• [TASKS FOR THIS EXERCISE]:
• A. Answer these questions using the talk on African conversational theology, giving each answer on its own line:
(i) At how many theological schools in Nairobi does the speaker teach his course on Small Christian Communities?
(ii) What Swahili word did the students first use for the speaker, and what does it mean?
(iii) At which conference, and in what month and year, did John Waliggo speak about African narrative theology?
• B. Please write out the part of the talk on African conversational theology from "20 September, 2016" up to and including "one quarter Jesuit.", with no changes.

• [SOURCE]:
African Conversational Theology: A New Way of Doing Theology (Talk at Boston College)

“Africa Matters” Book Discussion on two books:

The Church We Want: African Catholics Look to Vatican III

HIV & AIDS in Africa: Christian Reflection, Public Health, Social Transformation

310 Higgins Hall

Boston College

Boston, Massachusetts, USA

20 September, 2016


African Conversational Theology: A New Way of Doing Theology


By Joseph G. Healey, MM



I am delighted to be here at Boston College this afternoon. I bring warm African greetings from Emmanuel Orobator in Nairobi, Kenya who likes to be called “Bator” and Jacquineau Azetsop in Rome, Italy. They are deeply with us in spirit.

I teach a course on "Small Christian Communities (SCCs) as a New Model of Church in Africa Today" at three theological schools in Nairobi. When I am at Hekima University College, the Jesuit School of Theology for English-speaking Africa, I call myself three quarters Maryknoll and one quarter Jesuit.

I am 78 years old. In our first class the students who are in their 20s started calling me Mzee, the Swahili word for "elder," as a title of respect. But I said, "No. Not yet. Not yet. Please give me another name." So the next day they started calling me "a youth from a long ago." I like that a lot better.

For many years African theologians have searched for a genuine, authentic African method of theology. At the Padua Conference on Theological Ethics in Padua, Italy in July, 2006 the Ugandan theologian and historian John Waliggo emphasized the importance of African narrative theology and said:

Africans can now stimulate theological development. We refuse to leave our cultures and traditions behind. We have much to say about inculturation, offering new models for theological reflection. Our theological style is very concerned with narrative, expressing teachings in story. Our people listen better when you give them a story. This means using local expressions and rituals, linking the Gospel to their story.

Ugandan theologian Emmanuel Katongole emphasizes that African theologians listen to the real life stories of the African people. Stories are not just anecdotal. African Storytelling is a way of living, a way of listening, a way of being theologian.

• [INFORMATION SUPPLIED]:
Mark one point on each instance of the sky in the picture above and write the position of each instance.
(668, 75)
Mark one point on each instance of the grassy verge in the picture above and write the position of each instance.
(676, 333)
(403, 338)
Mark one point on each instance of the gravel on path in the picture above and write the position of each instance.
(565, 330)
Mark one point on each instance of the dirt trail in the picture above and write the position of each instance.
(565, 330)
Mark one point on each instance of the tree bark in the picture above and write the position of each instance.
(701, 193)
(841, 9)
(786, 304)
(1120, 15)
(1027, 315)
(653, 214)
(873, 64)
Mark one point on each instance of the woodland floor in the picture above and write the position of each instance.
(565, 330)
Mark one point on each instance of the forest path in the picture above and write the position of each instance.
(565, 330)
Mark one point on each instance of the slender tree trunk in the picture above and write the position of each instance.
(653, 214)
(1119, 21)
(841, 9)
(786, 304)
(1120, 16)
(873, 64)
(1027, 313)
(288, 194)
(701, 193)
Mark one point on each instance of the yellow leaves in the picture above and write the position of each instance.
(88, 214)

* * *

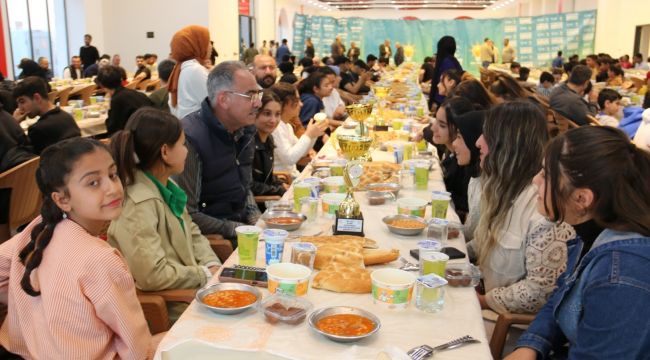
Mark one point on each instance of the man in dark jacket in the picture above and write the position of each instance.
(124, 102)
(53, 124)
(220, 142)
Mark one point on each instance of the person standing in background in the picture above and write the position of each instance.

• [THE ANSWERS]:
• A.
(i) Three.
(ii) Mzee, which means "elder."
(iii) The Padua Conference on Theological Ethics in Padua, Italy, in July 2006.

• B.
20 September, 2016


African Conversational Theology: A New Way of Doing Theology


By Joseph G. Healey, MM



I am delighted to be here at Boston College this afternoon. I bring warm African greetings from Emmanuel Orobator in Nairobi, Kenya who likes to be called “Bator” and Jacquineau Azetsop in Rome, Italy. They are deeply with us in spirit.

I teach a course on "Small Christian Communities (SCCs) as a New Model of Church in Africa Today" at three theological schools in Nairobi. When I am at Hekima University College, the Jesuit School of Theology for English-speaking Africa, I call myself three quarters Maryknoll and one quarter Jesuit.